TEXTE SOURCE —
________
Les personnes de l’enquête notent les mêmes effets que les scientifiques, mais n’en déduisent pas une intensification ou un effet du changement climatique, parce qu’elles élargissent l’éventail des causes possibles pour ces changements. Leur argument est fort : ils estiment (pas tous) que les cycles et la différence d’échelle dans les variations météorologiques trompent les chercheurs (scientifiques) : les vignerons ne peuvent percevoir dans leur expérience quotidienne un réchauffement moyen de deux degrés sur quelques dizaines d’années alors que les variations interannuelles sont bien supérieures à cette élévation moyenne. Les vignerons ne semblent pas très préoccupés par le changement climatique. L’enquête confirme les résultats paradoxaux obtenus lors d’enquêtes précédentes. Il ne faudrait surtout pas conclure hâtivement que, soit les chercheurs, soit les vignerons, se tromperaient. La divergence de raisonnement n’est donc assurément pas à mettre sur le compte d’un quelconque climato-scepticisme du monde viti-vinicole, contrairement à ce que suggèrent Alonso et O’Neill (2011), mais plutôt, dans la ligne de Holloway (1999), sur celui d’une divergence de méthodes dans la mise en forme et l’analyse des observations et connaissances. 

4. Conclusion de l’étude de Teil  (2020)

Les résultats de l’enquête confirment ceux des études précédentes sur les perceptions du changement climatique par les vignerons. Le changement climatique est au mieux une préoccupation secondaire, voire très secondaire pour l’ensemble des acteurs interrogés. À de rares exceptions près, il est absent, ou presque, des réflexions des commerciaux dont certains ont même été très surpris par les questions.
________
[Extraits d'un jeu de données d'annotation par points]
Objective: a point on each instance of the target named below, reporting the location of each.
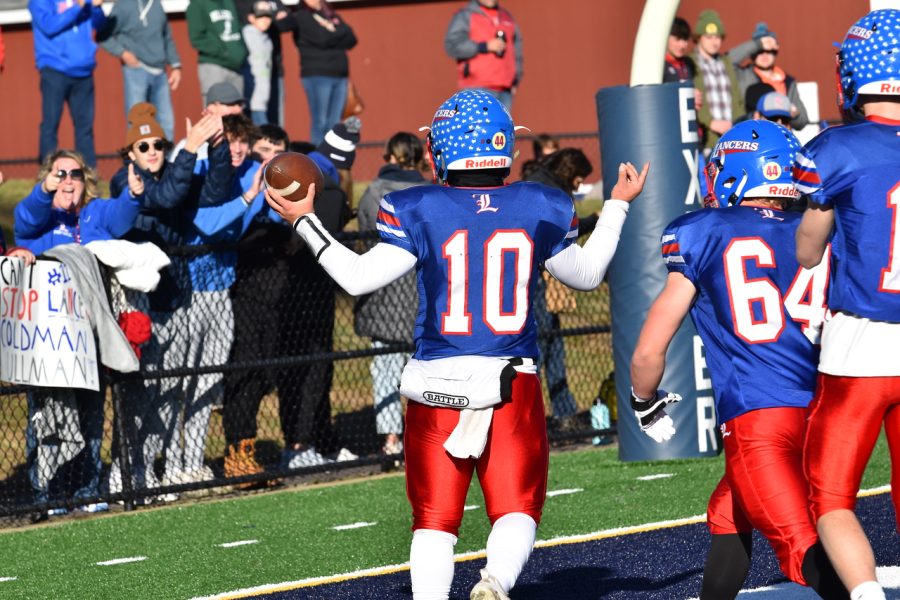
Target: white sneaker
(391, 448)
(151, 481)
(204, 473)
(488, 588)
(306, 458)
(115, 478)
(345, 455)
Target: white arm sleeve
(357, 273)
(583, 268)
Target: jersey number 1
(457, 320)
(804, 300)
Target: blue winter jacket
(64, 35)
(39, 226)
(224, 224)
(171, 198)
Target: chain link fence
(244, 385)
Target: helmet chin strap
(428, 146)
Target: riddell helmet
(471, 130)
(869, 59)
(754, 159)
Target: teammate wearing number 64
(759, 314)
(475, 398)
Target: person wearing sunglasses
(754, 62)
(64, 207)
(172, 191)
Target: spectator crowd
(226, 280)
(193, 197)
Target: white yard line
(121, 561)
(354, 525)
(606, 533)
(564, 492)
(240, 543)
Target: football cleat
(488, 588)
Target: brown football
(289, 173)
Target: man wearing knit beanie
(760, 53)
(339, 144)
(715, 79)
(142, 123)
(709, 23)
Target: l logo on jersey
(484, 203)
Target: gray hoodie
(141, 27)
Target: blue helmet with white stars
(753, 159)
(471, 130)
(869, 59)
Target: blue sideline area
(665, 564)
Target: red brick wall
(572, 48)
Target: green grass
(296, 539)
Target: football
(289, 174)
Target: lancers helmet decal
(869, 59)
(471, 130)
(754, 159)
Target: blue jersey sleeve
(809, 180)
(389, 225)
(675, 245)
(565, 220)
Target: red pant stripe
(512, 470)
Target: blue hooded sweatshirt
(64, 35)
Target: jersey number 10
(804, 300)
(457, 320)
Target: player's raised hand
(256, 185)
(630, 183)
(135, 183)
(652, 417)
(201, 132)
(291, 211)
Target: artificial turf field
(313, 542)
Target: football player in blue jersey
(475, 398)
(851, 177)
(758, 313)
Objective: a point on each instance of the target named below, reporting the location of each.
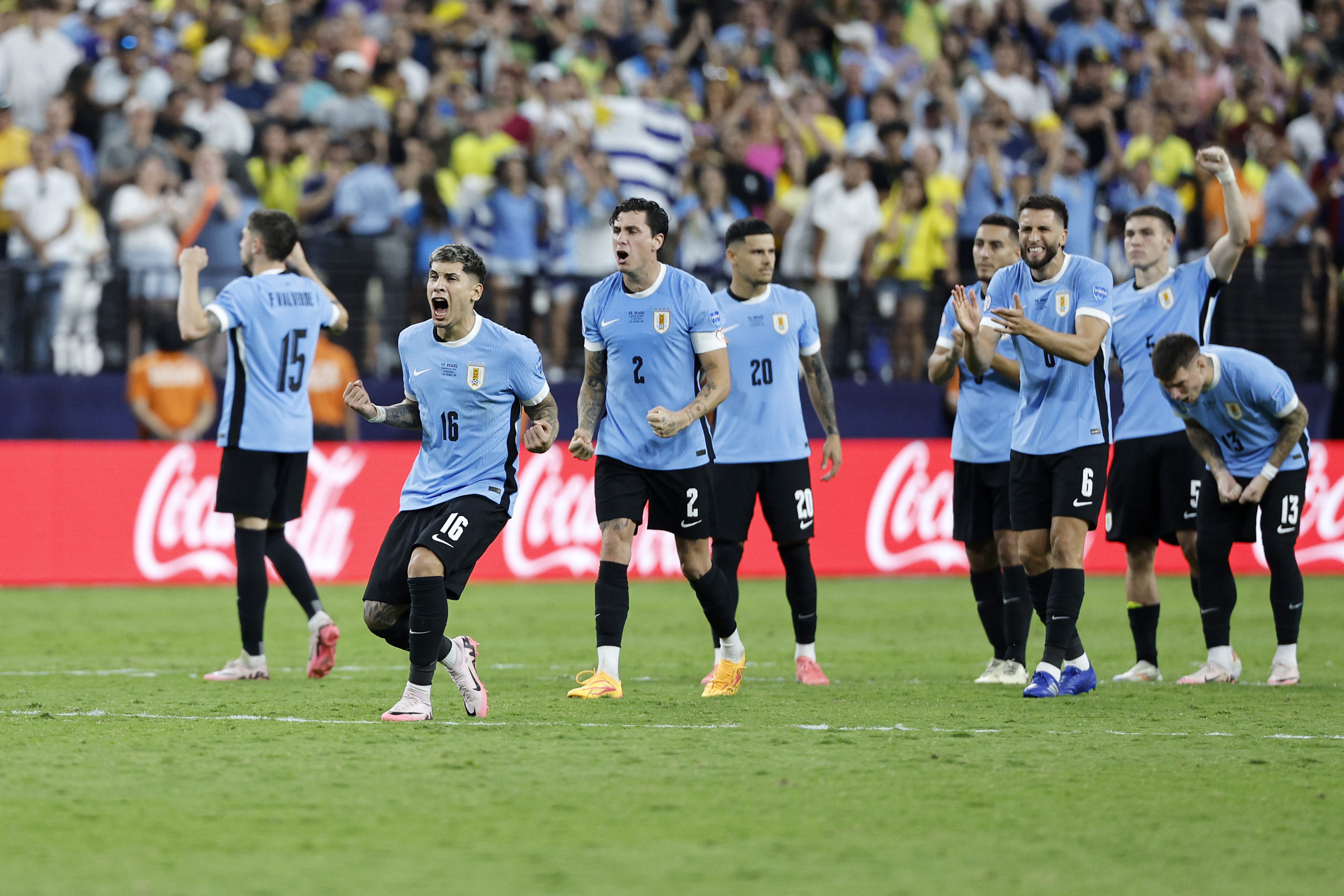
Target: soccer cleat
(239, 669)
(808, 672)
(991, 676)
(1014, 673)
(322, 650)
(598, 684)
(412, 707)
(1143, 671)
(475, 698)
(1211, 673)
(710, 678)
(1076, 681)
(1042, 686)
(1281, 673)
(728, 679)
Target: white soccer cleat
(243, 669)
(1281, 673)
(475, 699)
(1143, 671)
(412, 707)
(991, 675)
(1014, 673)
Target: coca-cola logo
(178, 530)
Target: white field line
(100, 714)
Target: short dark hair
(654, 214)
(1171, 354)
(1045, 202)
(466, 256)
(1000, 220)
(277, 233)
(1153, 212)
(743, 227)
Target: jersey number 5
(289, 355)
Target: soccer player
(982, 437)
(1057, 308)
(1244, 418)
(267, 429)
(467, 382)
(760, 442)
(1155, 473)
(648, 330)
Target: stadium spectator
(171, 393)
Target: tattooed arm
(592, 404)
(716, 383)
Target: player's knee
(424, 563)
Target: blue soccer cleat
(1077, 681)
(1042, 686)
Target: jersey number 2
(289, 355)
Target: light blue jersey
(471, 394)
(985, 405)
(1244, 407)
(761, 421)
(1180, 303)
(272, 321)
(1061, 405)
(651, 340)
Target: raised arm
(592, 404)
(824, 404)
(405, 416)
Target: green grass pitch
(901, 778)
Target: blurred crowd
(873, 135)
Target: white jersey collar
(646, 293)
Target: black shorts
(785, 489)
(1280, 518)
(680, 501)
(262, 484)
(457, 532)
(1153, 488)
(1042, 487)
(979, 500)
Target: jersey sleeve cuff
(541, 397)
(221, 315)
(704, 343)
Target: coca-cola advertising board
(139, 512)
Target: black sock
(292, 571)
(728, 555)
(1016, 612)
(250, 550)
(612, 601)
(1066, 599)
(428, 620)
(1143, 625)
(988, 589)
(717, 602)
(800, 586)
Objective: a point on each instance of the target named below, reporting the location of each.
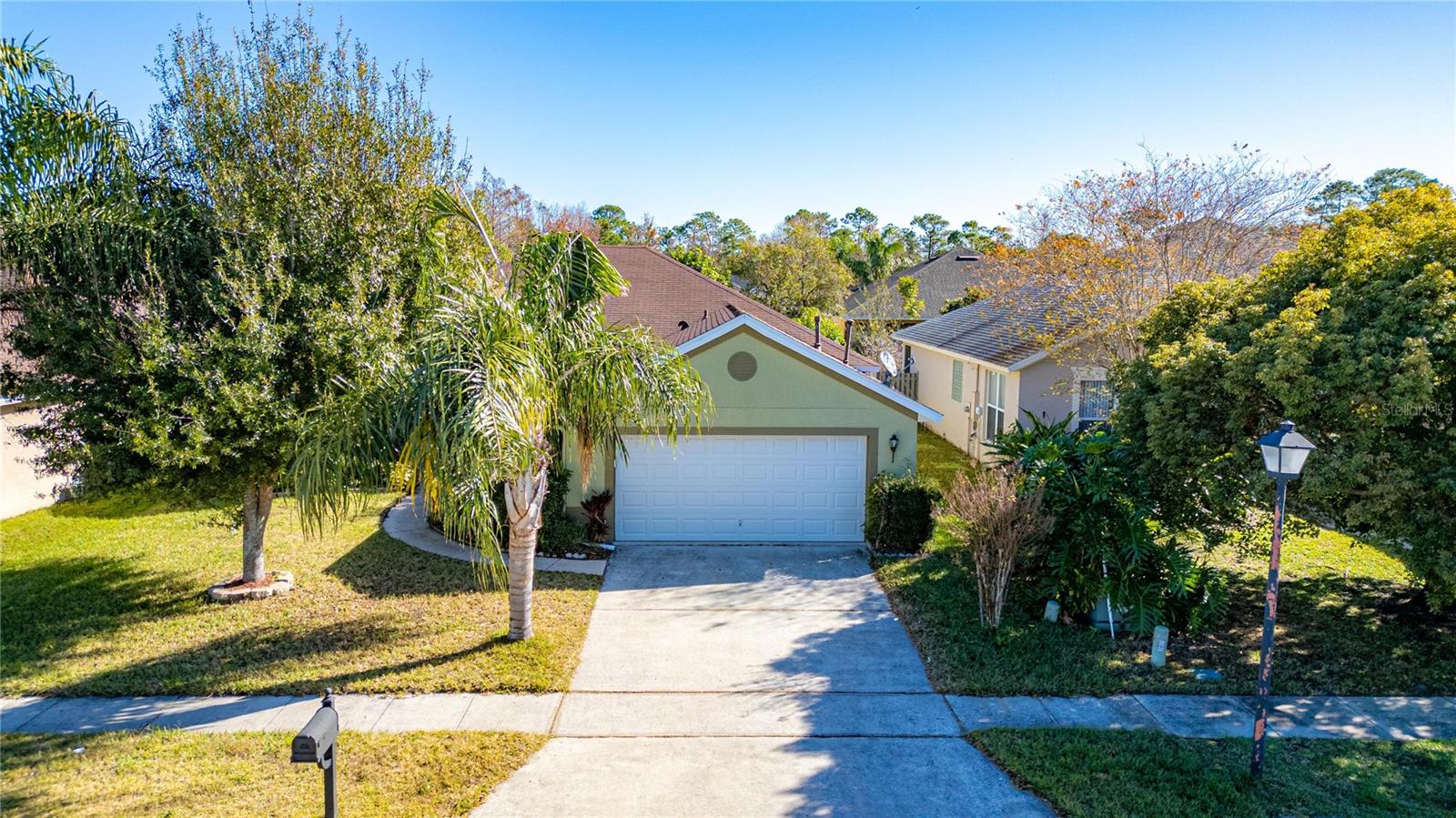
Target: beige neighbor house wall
________
TÂCHE À RÉALISER —
Reproduisez fidèlement le passage du texte sur les vignerons et le changement climatique, de « 4. Conclusion de » à « par les questions. ».

SOLUTION PROPOSÉE —
4. Conclusion de l’étude de Teil  (2020)

Les résultats de l’enquête confirment ceux des études précédentes sur les perceptions du changement climatique par les vignerons. Le changement climatique est au mieux une préoccupation secondaire, voire très secondaire pour l’ensemble des acteurs interrogés. À de rares exceptions près, il est absent, ou presque, des réflexions des commerciaux dont certains ont même été très surpris par les questions.